**AUFGABENZIEL**
Wandeln Sie die folgenden Einträge in eine JSON-Liste von Zeichenketten um, wobei jede Zeile genau einen String ergibt und Leerzeilen entfallen.

Einträge zur Regionsannotation:
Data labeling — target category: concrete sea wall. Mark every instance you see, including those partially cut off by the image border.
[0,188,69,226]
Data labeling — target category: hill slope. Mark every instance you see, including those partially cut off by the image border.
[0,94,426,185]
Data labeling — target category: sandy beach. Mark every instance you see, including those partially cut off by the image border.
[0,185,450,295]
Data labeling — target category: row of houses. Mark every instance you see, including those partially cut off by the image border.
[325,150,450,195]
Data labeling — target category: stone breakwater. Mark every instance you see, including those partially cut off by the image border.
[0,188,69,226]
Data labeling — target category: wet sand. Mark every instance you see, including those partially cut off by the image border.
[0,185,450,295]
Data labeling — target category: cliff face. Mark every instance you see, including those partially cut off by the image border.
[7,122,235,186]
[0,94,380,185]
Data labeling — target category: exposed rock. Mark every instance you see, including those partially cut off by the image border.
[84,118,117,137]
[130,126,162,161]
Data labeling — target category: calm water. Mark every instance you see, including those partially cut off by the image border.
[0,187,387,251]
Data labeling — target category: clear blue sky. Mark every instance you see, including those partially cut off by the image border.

**LÖSUNG**
[
  "Data labeling — target category: concrete sea wall. Mark every instance you see, including those partially cut off by the image border.",
  "[0,188,69,226]",
  "Data labeling — target category: hill slope. Mark every instance you see, including those partially cut off by the image border.",
  "[0,94,426,185]",
  "Data labeling — target category: sandy beach. Mark every instance you see, including those partially cut off by the image border.",
  "[0,185,450,295]",
  "Data labeling — target category: row of houses. Mark every instance you see, including those partially cut off by the image border.",
  "[325,150,450,195]",
  "Data labeling — target category: stone breakwater. Mark every instance you see, including those partially cut off by the image border.",
  "[0,188,69,226]",
  "Data labeling — target category: wet sand. Mark every instance you see, including those partially cut off by the image border.",
  "[0,185,450,295]",
  "Data labeling — target category: cliff face. Mark every instance you see, including those partially cut off by the image border.",
  "[7,122,235,186]",
  "[0,94,380,185]",
  "Data labeling — target category: exposed rock. Mark every instance you see, including those partially cut off by the image border.",
  "[84,118,117,137]",
  "[130,126,162,161]",
  "Data labeling — target category: calm water. Mark every instance you see, including those partially cut off by the image border.",
  "[0,187,387,251]",
  "Data labeling — target category: clear blue sky. Mark every instance you see, including those partially cut off by the image border."
]